Цель упражнения: Допишите следующую часть приведенного ниже отрывка о достойном труде и красоте рукотворных вещей, начав сразу после его последнего предложения.

Отрывок:
□ □ □ □ □

Я хочу, чтобы люди, выполняющие в этом мире тяжелую работу, — моряки, шахтеры, пахари или кто-либо другой — были окружены вниманием и уважением, чтобы у них был достаточный заработок и нормальный отдых. Я хочу, чтобы современная наука, способная, по моему убеждению, справиться с любыми материальными трудностями, вместо такого абсурда и безумия, как изобретение антраценовых красок и чудовищных пушек, обратилась бы к изобретению машин, выполняющих ту работу, которая унижает человеческое достоинство и которую теперь люди должны делать собственными руками. Я хочу, чтобы ремесленники, то есть те, кто делает разные товары, получили бы наконец возможность отказываться делать дурацкие и бесполезные вещи или вещи дешевые и безобразные, нужные лишь для поддержания конкурентной коммерции. Ведь эти товары — продукция подневольного труда, изготовляемая рабами и для рабов. И дабы труженики получили такую возможность, я хочу, чтобы разделение труда не шло далее разумных рамок, а людей учили бы думать о своей работе и наслаждаться ею. Я хочу также ограничения расточительной системы посредников, с тем чтобы рабочий мог непосредственно соприкасаться с населением, которое таким образом узнает кое-что о его работе и воздаст должное искусству его рук.
Мало того, я хочу, чтобы рабочие в случае удачи дела, в котором они участвуют, получали свою долю прибыли соответственно их квалификации и производительности труда — и также несли свою долю ответственности за неудачное течение дел. Для названной цели будет необходимо, чтобы те, кто организует их труд, получали бы не больше, чем положено за их работу, и чтобы их нанимали в соответствии с их умением и умственными способностями, а не потому, что им посчастливилось родиться сыновьями толстосумов. И я хочу — и если люди будут жить в тех условиях, которых я для них желаю, то это сбудется, — я хочу, чтобы к островам, на которых расположена наша любимая страна, относились бы не как к куче шлака или к заповеднику дичи, а как к прекрасному зеленому саду Северной Европы, который никому и ни под каким предлогом не разрешалось бы портить или загрязнять. При всех этих условиях, несомненно, осуществится и мое последнее желание, которое я сейчас выскажу. Я хочу, чтобы все творения рук человеческих — от простейших предметов домашнего обихода до величественных общественных зданий — были прекрасны, чтобы они были украшены руками величайших мастеров искусства, которых даст нам грядущее время подлинного Возрождения.

□ □ □ □ □

Строки:

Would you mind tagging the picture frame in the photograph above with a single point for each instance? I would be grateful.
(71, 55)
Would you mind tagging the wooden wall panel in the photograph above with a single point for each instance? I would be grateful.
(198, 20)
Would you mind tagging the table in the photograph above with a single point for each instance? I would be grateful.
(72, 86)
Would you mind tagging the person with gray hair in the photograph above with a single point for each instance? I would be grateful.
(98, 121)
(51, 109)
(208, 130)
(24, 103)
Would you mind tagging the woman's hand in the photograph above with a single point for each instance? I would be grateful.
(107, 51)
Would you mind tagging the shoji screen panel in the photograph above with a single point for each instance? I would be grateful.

□ □ □ □ □

Ответ к упражнению:
Таковы основы моей Утопии{9}, того града, где богатство и нищета будут покорены благосостоянием. Какими бы безумными вы ни сочли мои стремления к этой цели, я уверен по крайней мере в одном: отныне можно надеяться на расцвет народного искусства только в подобной Утопии или, во всяком случае, на пути к ней — на той дороге, которая, я верю, ведет к миру и цивилизации, в то время как любая иная дорога ведет к недовольству, продажности, деспотизму, анархии. Возможно все же, что мы намного ближе к этой Утопии, чем предполагают многие, и, как бы то ни было, меня весьма ободряет мысль, что тому небольшому меньшинству, к которому я принадлежу, приходят на помощь люди доброй воли, люди, не безучастные к общественному благу. Нам помогает каждый, кто содействует просвещению. Образование считалось ничтожной силой теми классами, которые на протяжении многих поколений пользовались им в той или иной мере, но когда оно станет доступным тем, кто несет бремя нестерпимых страданий, то посеет в них глубокую неудовлетворенность и научит, как поступать, чтобы оно принесло плоды.
Нам помогает каждый, кто стремится уничтожить нищету, ибо одна из самых больших причин убожества народного искусства и гнета безотрадного труда — это необходимость производить жалкие товары для жалких людей, для рабов торговой конкуренции. Каждый, кто борется за общественное право против индивидуальной алчности, помогает нам. Каждое разоблачение расхитителей общественного достояния, обывателей из железнодорожных компаний или же творцов мерзкой копоти, разносящейся из фабричных труб, — это очко в нашу пользу. Каждый, кто пытается оживить художественные традиции, собирая старинные реликвии искусства, также помогает нам, — особенно если он столь удачлив, что сумеет своими собственными усилиями побудить людей продраться сквозь копоть и убожество современного Манчестера и увидеть прекрасный лик первозданной природы или выдающиеся сооружения былых веков. Нам помогает каждый, кто пытается перекинуть мост над пропастью, лежащей между классами, содействуя созданию музеев, картинных галерей, садов и других достопримечательностей, которые станут достоянием всех людей. Каждый, кто стремится пробудить в рабочих сознательное отношение к работе, кто учит их искать в труде осуществления надежд и пробуждает в них чувство собственного достоинства и ответственность перед людьми, кто организует промышленные товарищества и тому подобное, — тот особенно плодотворно помогает нашему делу.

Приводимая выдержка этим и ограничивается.